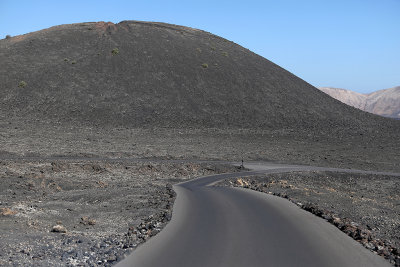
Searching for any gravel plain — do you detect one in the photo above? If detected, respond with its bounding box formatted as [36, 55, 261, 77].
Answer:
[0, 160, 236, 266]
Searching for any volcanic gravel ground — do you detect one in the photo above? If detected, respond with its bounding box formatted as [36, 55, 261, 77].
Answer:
════════════════
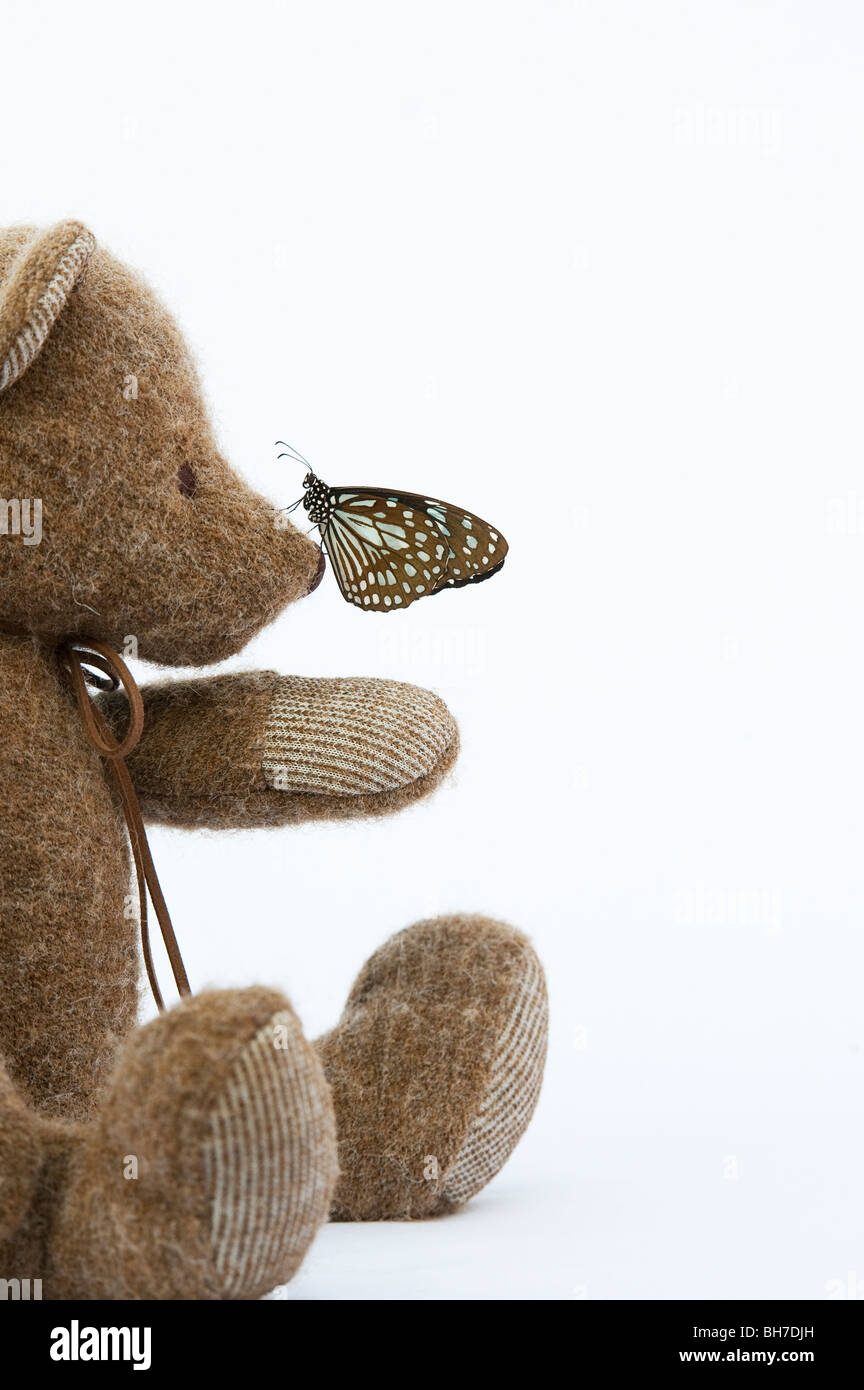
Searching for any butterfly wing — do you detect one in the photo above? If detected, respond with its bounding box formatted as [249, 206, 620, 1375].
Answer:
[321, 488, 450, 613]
════════════════
### EXERCISE AIM
Rename "gravel plain" to "gravel field" in the lines of the records starting with the line with "Searching for any gravel" and going on through the line with "[0, 160, 236, 266]", keeping everything else in them the same. Give back only those lines.

### SOLUTION FOR THIS TASK
Searching for any gravel field — do you detect one in the photo above? If detected, respond with its bounding box formatted as [36, 55, 261, 77].
Answer:
[0, 160, 236, 266]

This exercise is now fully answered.